Instructions to follow —
Could you continue the forum thread below, about recommending a book to spice up a couple's sex life, starting right after its last line?

Text —
──────────

# Recommend a good book to spice up sex life?



## honkytonkwoman (Aug 2, 2010)

If you've read previous posts you may know we've been having trouble with intimacy/his porn use...anyway finally discussed at length today...he says porn isn't nearly as important to him as I have built it up to be but he recognises the problem and will try and avoid it to focus on us...and we both want to move forward and make our marriage work. I would like to buy a good book to help us get more intimate and adventurous in the bedroom as we've been together so long the sex has become a bit like following the same formula... because we know what works for us! Any recommendations?
_Posted via Mobile Device_


----------



## Stonewall (Jul 5, 2011)

Books are kinda like chick porn. Just mental instead of visual. You looking for novels or how to books?


----------



## honkytonkwoman (Aug 2, 2010)

──────────

Photo object pointing records:
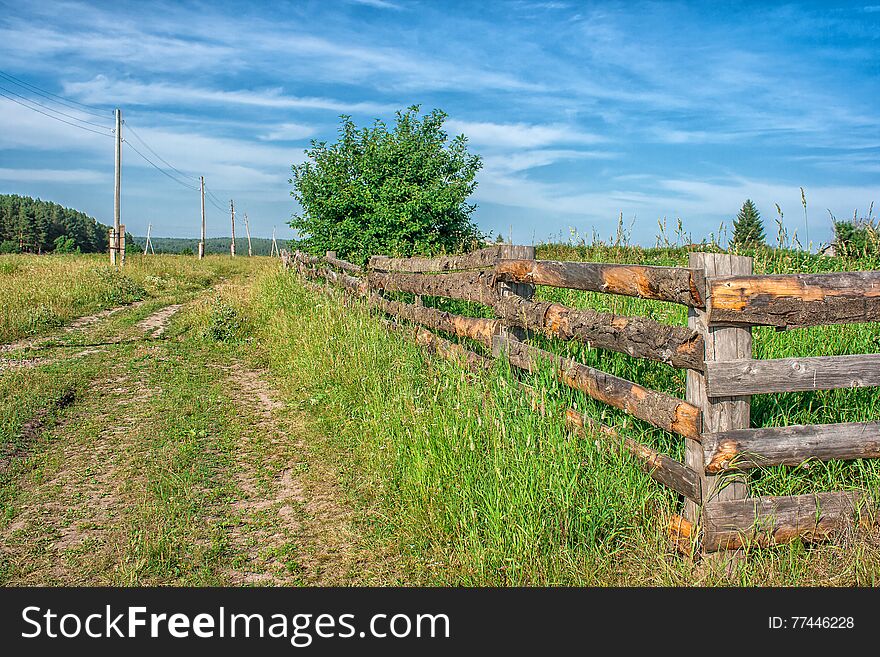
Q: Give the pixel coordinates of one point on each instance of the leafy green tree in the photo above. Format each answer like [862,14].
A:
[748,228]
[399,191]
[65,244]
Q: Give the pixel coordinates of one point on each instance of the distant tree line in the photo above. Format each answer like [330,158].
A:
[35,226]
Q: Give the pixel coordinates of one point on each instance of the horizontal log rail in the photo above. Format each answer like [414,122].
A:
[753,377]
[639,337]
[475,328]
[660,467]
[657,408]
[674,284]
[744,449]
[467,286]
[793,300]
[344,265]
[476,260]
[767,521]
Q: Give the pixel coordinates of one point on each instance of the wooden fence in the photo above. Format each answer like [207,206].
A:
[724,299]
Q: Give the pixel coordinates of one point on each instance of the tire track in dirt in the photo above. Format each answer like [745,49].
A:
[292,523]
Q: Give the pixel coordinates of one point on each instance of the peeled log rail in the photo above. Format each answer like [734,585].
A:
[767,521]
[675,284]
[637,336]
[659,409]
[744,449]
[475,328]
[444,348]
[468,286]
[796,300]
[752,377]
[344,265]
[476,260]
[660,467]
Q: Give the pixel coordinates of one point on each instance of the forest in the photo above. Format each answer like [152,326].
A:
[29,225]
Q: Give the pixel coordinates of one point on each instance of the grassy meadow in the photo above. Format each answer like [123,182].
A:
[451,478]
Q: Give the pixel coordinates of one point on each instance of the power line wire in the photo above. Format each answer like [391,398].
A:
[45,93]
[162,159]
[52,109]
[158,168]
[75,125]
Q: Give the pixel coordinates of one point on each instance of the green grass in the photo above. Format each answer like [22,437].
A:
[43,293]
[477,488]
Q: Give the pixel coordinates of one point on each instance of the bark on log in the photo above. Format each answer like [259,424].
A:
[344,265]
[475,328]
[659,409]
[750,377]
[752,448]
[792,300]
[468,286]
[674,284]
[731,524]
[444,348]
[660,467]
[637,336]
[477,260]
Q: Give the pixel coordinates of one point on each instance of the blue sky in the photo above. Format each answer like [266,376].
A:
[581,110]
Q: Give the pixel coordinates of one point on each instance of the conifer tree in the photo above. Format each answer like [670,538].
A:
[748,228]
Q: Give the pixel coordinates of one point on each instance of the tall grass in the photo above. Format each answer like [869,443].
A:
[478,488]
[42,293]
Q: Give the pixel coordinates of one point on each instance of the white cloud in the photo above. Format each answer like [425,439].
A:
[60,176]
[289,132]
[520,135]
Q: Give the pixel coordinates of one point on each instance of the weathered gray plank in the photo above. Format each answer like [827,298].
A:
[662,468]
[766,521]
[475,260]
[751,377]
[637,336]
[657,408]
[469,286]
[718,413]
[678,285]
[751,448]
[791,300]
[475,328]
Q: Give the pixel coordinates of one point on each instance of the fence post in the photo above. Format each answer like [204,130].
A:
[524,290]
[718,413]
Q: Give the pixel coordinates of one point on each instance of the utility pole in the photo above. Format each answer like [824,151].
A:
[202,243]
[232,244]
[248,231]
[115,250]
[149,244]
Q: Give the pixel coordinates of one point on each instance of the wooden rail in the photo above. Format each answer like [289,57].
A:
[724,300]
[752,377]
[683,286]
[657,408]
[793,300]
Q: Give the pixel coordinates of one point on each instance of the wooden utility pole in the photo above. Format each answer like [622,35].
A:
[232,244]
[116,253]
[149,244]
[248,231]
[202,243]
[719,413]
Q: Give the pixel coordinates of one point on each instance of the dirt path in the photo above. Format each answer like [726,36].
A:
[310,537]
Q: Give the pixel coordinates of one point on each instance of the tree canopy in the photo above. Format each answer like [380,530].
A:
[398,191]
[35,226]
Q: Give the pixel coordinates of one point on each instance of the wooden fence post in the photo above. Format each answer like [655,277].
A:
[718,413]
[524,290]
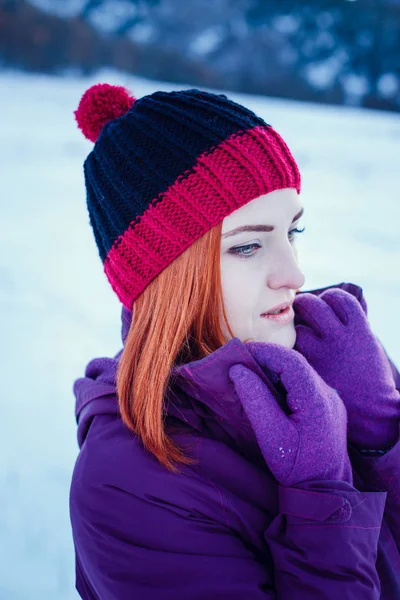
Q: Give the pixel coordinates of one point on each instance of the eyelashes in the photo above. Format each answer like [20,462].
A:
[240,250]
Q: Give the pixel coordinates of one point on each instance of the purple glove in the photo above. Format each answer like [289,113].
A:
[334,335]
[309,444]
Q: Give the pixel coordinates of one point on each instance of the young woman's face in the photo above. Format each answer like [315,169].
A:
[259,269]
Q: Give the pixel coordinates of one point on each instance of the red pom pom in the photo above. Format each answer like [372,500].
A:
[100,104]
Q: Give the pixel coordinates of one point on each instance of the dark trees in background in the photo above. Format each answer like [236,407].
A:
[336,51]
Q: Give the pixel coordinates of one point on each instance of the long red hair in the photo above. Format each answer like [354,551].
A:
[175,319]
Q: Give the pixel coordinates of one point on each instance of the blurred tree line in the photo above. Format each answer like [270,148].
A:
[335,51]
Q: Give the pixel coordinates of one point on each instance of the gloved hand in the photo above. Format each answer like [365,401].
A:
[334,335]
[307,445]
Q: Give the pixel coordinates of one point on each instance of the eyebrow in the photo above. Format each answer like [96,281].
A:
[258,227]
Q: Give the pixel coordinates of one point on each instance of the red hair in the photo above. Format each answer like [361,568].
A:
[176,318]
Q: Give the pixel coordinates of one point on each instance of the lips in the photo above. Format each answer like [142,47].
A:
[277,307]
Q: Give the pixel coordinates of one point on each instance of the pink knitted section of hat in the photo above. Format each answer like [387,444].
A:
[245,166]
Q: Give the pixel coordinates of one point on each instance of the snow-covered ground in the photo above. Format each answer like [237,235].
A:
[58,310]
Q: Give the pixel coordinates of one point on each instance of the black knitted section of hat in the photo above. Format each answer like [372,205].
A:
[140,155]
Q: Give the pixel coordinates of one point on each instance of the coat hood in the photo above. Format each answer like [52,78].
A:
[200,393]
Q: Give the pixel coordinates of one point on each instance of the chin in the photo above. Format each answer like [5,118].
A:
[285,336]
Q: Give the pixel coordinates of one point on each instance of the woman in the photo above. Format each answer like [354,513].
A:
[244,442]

──────────

The answer —
Stonewall said:


> Books are kinda like chick porn. Just mental instead of visual. You looking for novels or how to books?


_Posted via Mobile Device_


----------



## honkytonkwoman (Aug 2, 2010)

Actually maybe either? Anything to give us ideas...there's nothing wrong with the sex we have, it's satisfying but tends to follow the same routine...so looking for inspiration really.
_Posted via Mobile Device_


----------



## that_girl (Jul 6, 2011)

Look up different positions. You can do that online for free.

Try something new each time.


----------



## Runs like Dog (Feb 25, 2011)

Any dictionary. Put it under her ass for more leverage.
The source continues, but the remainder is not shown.